HOW TO COMPLETE THIS TASK:
Select the lines below containing the word "pebble".

SUPPLIED INFORMATION:
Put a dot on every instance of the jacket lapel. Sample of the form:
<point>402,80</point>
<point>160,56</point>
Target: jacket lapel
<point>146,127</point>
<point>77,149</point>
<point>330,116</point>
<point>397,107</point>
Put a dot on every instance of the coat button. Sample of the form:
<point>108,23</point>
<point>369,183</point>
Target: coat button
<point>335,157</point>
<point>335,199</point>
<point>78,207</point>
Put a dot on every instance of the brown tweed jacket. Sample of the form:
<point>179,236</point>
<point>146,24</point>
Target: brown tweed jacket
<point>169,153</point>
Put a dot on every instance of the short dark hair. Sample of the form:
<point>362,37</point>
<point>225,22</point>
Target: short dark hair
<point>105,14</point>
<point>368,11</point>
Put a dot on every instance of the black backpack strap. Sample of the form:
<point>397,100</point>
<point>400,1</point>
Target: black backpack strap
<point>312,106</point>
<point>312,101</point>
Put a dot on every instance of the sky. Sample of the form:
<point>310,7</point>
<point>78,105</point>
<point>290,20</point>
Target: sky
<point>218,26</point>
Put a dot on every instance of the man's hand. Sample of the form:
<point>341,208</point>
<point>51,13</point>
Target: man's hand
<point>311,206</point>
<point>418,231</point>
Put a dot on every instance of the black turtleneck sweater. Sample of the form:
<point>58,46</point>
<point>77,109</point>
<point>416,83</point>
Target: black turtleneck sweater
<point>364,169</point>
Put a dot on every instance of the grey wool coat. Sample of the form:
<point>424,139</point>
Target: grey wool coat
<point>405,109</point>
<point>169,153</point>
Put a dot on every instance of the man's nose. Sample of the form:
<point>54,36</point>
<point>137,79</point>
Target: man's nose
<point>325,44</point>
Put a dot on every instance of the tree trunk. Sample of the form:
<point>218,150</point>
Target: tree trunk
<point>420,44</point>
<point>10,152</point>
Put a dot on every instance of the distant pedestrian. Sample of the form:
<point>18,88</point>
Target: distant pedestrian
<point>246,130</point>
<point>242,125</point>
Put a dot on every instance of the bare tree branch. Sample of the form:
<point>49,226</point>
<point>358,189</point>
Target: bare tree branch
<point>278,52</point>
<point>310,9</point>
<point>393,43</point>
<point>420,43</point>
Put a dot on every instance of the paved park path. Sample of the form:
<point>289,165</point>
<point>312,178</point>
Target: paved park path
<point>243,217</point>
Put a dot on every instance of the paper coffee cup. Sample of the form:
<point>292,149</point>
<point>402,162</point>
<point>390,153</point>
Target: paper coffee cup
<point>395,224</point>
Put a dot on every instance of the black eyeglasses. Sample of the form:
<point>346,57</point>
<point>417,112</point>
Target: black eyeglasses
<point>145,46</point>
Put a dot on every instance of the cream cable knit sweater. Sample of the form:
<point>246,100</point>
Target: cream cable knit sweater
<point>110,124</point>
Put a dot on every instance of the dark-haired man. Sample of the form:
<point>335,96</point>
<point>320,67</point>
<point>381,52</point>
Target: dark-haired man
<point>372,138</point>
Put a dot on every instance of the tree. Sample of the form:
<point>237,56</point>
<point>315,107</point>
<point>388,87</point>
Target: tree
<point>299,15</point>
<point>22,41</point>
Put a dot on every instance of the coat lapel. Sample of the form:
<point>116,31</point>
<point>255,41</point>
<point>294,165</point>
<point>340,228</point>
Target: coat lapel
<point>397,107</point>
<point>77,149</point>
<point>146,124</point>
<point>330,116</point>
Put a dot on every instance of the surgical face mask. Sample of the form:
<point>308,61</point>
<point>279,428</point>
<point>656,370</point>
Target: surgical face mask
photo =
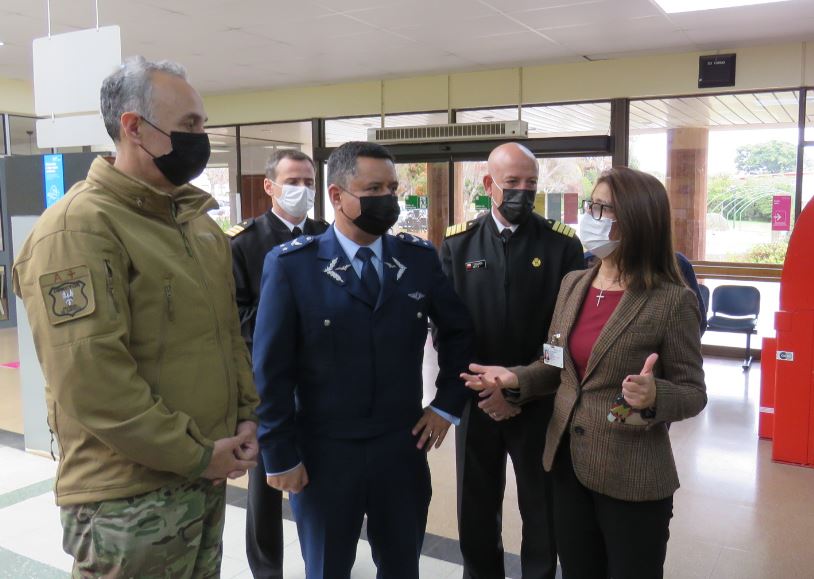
<point>188,158</point>
<point>296,200</point>
<point>379,213</point>
<point>518,204</point>
<point>595,235</point>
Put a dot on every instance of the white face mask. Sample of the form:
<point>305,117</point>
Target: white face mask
<point>296,200</point>
<point>595,235</point>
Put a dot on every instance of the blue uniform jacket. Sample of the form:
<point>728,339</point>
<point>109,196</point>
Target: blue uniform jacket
<point>329,363</point>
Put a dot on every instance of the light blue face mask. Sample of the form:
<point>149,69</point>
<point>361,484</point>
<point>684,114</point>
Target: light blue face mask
<point>595,235</point>
<point>296,200</point>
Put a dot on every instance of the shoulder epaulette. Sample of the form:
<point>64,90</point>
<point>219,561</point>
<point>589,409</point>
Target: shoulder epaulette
<point>236,230</point>
<point>296,244</point>
<point>459,228</point>
<point>562,228</point>
<point>414,240</point>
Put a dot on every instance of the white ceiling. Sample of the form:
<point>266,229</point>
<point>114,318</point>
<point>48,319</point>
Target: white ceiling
<point>248,44</point>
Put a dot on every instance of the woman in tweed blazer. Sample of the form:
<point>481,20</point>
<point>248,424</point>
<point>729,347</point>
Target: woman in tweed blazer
<point>626,328</point>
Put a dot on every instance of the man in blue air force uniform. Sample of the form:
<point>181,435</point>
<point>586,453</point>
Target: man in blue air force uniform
<point>338,352</point>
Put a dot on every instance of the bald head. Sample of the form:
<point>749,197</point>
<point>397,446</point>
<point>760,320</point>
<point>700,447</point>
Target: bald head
<point>510,156</point>
<point>510,166</point>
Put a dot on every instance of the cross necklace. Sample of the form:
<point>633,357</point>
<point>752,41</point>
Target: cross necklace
<point>601,296</point>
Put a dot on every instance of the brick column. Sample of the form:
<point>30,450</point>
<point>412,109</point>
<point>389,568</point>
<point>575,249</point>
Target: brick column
<point>686,182</point>
<point>438,193</point>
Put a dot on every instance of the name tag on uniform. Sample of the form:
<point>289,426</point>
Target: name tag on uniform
<point>553,355</point>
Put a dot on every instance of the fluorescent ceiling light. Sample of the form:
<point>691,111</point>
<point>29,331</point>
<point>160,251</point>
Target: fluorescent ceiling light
<point>674,6</point>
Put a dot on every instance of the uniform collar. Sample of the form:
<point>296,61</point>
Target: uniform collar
<point>184,204</point>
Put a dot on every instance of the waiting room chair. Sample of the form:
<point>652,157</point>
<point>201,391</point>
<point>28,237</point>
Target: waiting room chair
<point>735,309</point>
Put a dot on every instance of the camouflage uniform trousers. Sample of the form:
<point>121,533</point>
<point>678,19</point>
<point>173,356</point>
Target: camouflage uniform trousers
<point>173,532</point>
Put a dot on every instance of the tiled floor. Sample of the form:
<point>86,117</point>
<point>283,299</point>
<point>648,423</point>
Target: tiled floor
<point>737,515</point>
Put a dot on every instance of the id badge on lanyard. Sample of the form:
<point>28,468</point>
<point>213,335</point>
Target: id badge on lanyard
<point>553,352</point>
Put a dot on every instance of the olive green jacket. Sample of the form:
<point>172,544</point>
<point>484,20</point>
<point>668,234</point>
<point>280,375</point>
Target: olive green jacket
<point>130,297</point>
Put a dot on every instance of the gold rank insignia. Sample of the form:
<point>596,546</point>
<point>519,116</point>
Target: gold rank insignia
<point>458,228</point>
<point>68,294</point>
<point>563,229</point>
<point>236,230</point>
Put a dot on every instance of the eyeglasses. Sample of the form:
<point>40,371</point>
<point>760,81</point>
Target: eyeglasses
<point>595,209</point>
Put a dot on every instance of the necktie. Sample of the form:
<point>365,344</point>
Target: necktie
<point>505,235</point>
<point>370,279</point>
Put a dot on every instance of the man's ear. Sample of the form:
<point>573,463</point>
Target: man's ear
<point>130,126</point>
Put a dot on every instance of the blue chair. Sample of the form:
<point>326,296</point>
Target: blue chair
<point>735,309</point>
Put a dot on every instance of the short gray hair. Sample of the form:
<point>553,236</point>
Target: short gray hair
<point>342,162</point>
<point>130,89</point>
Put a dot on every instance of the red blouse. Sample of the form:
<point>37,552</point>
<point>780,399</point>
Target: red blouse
<point>592,317</point>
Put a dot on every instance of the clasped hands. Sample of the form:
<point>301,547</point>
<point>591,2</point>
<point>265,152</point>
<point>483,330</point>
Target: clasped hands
<point>639,390</point>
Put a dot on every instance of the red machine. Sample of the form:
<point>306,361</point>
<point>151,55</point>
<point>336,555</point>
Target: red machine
<point>794,355</point>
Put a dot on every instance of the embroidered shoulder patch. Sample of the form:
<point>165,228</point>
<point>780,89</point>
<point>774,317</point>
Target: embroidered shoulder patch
<point>236,230</point>
<point>562,228</point>
<point>68,294</point>
<point>414,240</point>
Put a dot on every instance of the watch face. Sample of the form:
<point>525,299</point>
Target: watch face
<point>624,413</point>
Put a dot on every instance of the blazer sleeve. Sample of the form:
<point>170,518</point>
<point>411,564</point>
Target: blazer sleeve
<point>680,388</point>
<point>539,379</point>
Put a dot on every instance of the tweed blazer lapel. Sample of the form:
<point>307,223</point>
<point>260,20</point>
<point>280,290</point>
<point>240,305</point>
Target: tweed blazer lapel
<point>629,306</point>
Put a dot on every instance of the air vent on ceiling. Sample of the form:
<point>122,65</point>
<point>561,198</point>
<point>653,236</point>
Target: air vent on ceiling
<point>454,132</point>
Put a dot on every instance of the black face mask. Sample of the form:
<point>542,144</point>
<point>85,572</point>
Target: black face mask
<point>518,205</point>
<point>379,213</point>
<point>188,158</point>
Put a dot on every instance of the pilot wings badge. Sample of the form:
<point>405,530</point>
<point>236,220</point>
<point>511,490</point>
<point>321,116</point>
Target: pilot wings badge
<point>333,271</point>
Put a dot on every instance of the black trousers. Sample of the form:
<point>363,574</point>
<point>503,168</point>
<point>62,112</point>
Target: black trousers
<point>264,526</point>
<point>482,446</point>
<point>599,537</point>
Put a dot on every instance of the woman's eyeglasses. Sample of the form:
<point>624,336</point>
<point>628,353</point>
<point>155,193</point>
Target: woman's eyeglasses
<point>595,209</point>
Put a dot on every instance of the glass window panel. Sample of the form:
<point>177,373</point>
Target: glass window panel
<point>808,175</point>
<point>549,120</point>
<point>219,178</point>
<point>339,131</point>
<point>24,136</point>
<point>4,285</point>
<point>739,152</point>
<point>2,135</point>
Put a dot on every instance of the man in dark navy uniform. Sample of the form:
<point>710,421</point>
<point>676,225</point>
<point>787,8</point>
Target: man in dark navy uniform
<point>290,184</point>
<point>507,266</point>
<point>338,353</point>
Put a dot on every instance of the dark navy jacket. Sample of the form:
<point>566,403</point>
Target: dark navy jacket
<point>329,363</point>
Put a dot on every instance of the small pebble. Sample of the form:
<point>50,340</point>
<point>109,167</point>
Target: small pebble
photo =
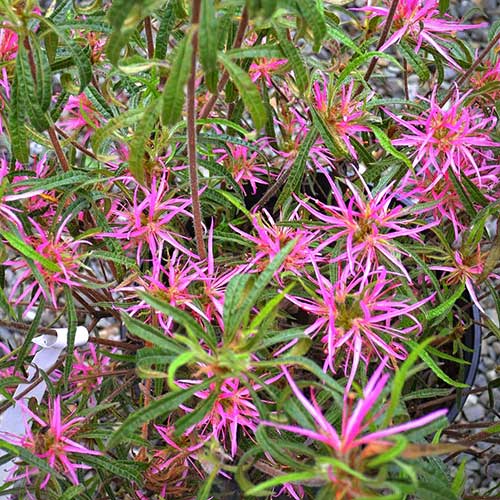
<point>489,363</point>
<point>496,348</point>
<point>474,412</point>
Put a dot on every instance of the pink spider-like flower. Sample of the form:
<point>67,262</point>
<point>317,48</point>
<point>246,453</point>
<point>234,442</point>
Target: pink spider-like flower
<point>344,114</point>
<point>34,200</point>
<point>7,212</point>
<point>264,68</point>
<point>80,114</point>
<point>62,251</point>
<point>53,442</point>
<point>171,284</point>
<point>354,443</point>
<point>359,317</point>
<point>86,372</point>
<point>144,222</point>
<point>466,269</point>
<point>271,238</point>
<point>4,96</point>
<point>420,21</point>
<point>447,137</point>
<point>8,44</point>
<point>370,226</point>
<point>442,196</point>
<point>490,73</point>
<point>215,279</point>
<point>244,165</point>
<point>175,466</point>
<point>233,409</point>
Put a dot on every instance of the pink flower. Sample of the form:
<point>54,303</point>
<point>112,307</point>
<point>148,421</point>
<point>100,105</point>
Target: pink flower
<point>244,165</point>
<point>490,74</point>
<point>174,468</point>
<point>271,238</point>
<point>264,68</point>
<point>8,44</point>
<point>80,114</point>
<point>466,269</point>
<point>4,95</point>
<point>170,283</point>
<point>233,409</point>
<point>344,114</point>
<point>369,225</point>
<point>447,137</point>
<point>360,318</point>
<point>59,248</point>
<point>419,20</point>
<point>355,442</point>
<point>443,196</point>
<point>215,279</point>
<point>53,442</point>
<point>86,372</point>
<point>146,221</point>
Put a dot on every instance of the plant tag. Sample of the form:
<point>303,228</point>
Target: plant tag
<point>12,421</point>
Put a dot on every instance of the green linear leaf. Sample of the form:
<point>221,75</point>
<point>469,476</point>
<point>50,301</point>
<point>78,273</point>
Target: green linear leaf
<point>333,143</point>
<point>72,325</point>
<point>315,18</point>
<point>161,406</point>
<point>445,307</point>
<point>429,361</point>
<point>270,50</point>
<point>294,58</point>
<point>181,317</point>
<point>131,471</point>
<point>208,44</point>
<point>167,22</point>
<point>43,77</point>
<point>417,63</point>
<point>80,58</point>
<point>385,142</point>
<point>195,416</point>
<point>151,334</point>
<point>141,136</point>
<point>17,131</point>
<point>464,197</point>
<point>17,243</point>
<point>249,299</point>
<point>29,458</point>
<point>248,91</point>
<point>298,168</point>
<point>173,94</point>
<point>30,335</point>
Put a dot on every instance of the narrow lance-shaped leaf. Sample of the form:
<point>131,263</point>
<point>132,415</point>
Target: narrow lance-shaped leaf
<point>43,77</point>
<point>161,406</point>
<point>208,44</point>
<point>294,58</point>
<point>173,94</point>
<point>118,13</point>
<point>17,243</point>
<point>27,87</point>
<point>167,22</point>
<point>17,131</point>
<point>248,91</point>
<point>80,58</point>
<point>250,298</point>
<point>298,168</point>
<point>315,18</point>
<point>139,141</point>
<point>72,324</point>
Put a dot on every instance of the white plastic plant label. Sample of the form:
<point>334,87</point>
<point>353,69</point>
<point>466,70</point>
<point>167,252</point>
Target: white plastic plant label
<point>12,421</point>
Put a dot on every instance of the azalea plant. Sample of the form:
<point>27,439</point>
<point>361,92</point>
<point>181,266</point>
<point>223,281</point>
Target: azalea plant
<point>282,268</point>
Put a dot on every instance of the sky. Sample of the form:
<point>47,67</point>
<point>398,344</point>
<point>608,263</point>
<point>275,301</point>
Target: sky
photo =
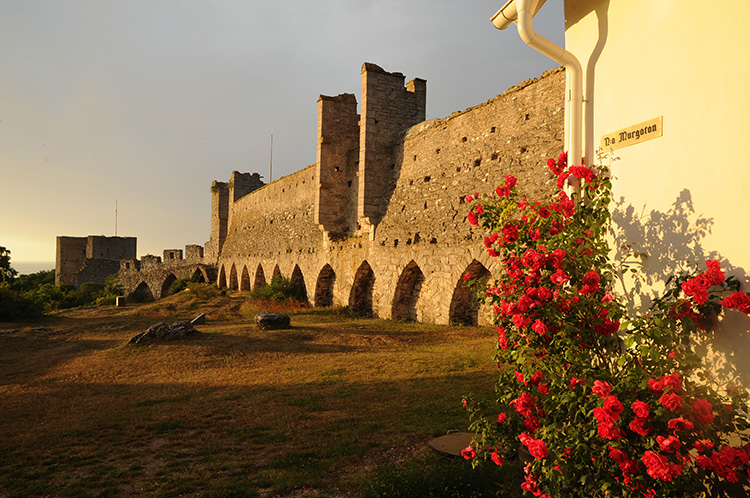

TASK ANSWER:
Put a dot on every instance of the small pebble. Sample of the form:
Target: small pebble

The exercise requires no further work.